Brief 1 » Translate this sentence from the email thread into Spanish: "sendmsg() side is trivially dealt with in the same fashion."
Brief 2 » From the email thread, output the passage that begins at the words "Ah, didn't realize" and stops after "there as well.".
Brief 3 »
Answer these from the email thread:
(a) According to the thread, what size headers and digests is iscsit_do_tx_data() used to transfer?
(b) What date and time are listed for the commit authored by Al Viro?
(c) Which flag is passed to sock_recvmsg() inside the while loop?

On Tue, 2014-12-16 at 06:04 +0000, Al Viro wrote:
> On Tue, Dec 16, 2014 at 04:48:58AM +0000, Nicholas A. Bellinger wrote:
>
> > In practice this has not been an issue because iscsit_do_tx_data()
> > is only used for transferring 48 byte headers + 4 byte digests,
> > along with seldom used control payloads from NOPIN + TEXT_RSP +
> > REJECT with less than 32k of data. Nor has it been occuring with
> > iscsit_do_rx_data() because MSG_WAITALL won't return to caller
> > until the requested transfer length is reached, or an error has
> > occured.
> >
> > So following Al's audit of iovec consumers, go ahead and fail
> > the connection on short writes/reads for now, and remove the
> > bogus logic.
>
> Umm... This won't apply anymore. For one thing, rscvmsg path in mainline
> doesn't use kernel_recvmsg() - not since
> commit e5a4b0bb803b39a36478451eae53a880d2663d5b
> Author: Al Viro <[email protected]>
> Date: Mon Nov 24 18:17:55 2014 -0500
>
> switch memcpy_to_msg() and skb_copy{,_and_csum}_datagram_msg() to primitives
>
> That code has already become
> memset(&msg, 0, sizeof(struct msghdr));
> iov_iter_kvec(&msg.msg_iter, READ | ITER_KVEC,
> count->iov, count->iov_count, data);
>
> while (total_rx < data) {
> rx_loop = sock_recvmsg(conn->sock, &msg,
> (data - total_rx), MSG_WAITALL);
> if (rx_loop <= 0) {
> pr_debug("rx_loop: %d total_rx: %d\n",
> rx_loop, total_rx);
> return rx_loop;
> }
> total_rx += rx_loop;
> pr_debug("rx_loop: %d, total_rx: %d, data: %d\n",
> rx_loop, total_rx, data);
> }
>
> with short reads dealt with just fine - we set ->msg_iter once and each
> call of sock_recvmsg() (which doesn't need set_fs() anymore) advances
> it for the amount actually received.
Ah, didn't realize this was already merged. Dropping this part now.
Thanks for getting this addressed in -rc1 code btw. ;)
>
> sendmsg() side is trivially dealt with in the same fashion. I haven't
> pushed that into vfs#iov_iter-net yet, but as soon as the davem opens
> net-next I'll be posting the sendmsg part of the series for review and
> this will go there as well.
Your planning to push the iscsit_do_tx_data() changes post -rc1,
right..?

Given records »
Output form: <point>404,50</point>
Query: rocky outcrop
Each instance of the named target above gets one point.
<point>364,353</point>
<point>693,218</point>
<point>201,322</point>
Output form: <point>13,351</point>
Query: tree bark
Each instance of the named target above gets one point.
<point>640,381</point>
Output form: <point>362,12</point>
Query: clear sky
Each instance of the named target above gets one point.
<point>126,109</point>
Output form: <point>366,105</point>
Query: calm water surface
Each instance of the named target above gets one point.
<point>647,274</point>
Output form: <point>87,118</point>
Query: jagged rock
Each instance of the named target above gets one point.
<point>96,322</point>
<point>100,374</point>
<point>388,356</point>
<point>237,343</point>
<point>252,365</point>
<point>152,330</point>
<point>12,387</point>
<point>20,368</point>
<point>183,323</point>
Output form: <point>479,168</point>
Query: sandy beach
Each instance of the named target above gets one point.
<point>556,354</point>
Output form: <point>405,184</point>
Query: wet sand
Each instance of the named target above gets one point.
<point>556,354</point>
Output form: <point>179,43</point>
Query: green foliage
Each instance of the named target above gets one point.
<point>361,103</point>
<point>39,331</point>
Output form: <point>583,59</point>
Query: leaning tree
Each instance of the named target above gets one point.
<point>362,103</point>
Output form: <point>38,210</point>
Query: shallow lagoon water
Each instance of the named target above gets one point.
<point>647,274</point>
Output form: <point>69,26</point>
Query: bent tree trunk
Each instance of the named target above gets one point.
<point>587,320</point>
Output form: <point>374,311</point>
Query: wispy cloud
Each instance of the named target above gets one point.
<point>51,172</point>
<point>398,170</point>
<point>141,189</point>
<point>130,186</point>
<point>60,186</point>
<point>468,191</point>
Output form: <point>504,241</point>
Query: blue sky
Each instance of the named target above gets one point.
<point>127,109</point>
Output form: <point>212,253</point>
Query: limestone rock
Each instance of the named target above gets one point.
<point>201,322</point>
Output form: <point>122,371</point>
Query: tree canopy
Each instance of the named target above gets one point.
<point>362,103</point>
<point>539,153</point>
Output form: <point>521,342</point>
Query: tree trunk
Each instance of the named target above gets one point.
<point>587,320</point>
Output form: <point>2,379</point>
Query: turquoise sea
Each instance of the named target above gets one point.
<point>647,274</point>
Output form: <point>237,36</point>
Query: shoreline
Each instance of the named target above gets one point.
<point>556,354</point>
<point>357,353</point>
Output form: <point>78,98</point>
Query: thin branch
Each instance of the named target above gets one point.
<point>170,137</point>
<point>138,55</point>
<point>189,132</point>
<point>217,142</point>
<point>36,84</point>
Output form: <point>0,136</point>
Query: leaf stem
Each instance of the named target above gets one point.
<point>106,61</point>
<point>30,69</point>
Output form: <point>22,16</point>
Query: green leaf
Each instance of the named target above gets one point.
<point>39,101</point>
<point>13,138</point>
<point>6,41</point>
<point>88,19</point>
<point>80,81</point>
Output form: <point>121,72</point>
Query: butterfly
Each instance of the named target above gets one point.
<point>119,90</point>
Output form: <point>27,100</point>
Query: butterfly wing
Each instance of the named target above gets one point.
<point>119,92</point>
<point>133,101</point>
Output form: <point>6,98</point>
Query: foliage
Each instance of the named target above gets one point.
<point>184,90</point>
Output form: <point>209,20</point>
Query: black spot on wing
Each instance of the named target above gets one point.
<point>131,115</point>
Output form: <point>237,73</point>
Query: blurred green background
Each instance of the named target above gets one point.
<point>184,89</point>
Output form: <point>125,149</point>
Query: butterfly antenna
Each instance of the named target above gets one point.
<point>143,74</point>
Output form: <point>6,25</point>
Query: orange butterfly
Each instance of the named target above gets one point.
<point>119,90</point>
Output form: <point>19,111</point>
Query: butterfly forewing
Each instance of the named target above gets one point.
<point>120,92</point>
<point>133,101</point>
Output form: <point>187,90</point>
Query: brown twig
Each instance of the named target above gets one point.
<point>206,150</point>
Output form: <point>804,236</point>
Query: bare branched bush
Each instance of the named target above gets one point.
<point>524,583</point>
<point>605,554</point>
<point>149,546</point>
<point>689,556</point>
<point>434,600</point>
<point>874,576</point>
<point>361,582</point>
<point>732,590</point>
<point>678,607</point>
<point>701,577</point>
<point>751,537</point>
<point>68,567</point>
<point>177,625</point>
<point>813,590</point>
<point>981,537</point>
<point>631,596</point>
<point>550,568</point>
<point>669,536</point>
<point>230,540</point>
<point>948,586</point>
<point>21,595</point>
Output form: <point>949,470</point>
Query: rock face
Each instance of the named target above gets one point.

Task response 1 » El lado de sendmsg() se resuelve de forma trivial de la misma manera.

Task response 2 »
Ah, didn't realize this was already merged. Dropping this part now.
Thanks for getting this addressed in -rc1 code btw. ;)
>
> sendmsg() side is trivially dealt with in the same fashion. I haven't
> pushed that into vfs#iov_iter-net yet, but as soon as the davem opens
> net-next I'll be posting the sendmsg part of the series for review and
> this will go there as well.

Task response 3 »
(a) 48 byte headers and 4 byte digests.
(b) Mon Nov 24 18:17:55 2014 -0500.
(c) MSG_WAITALL.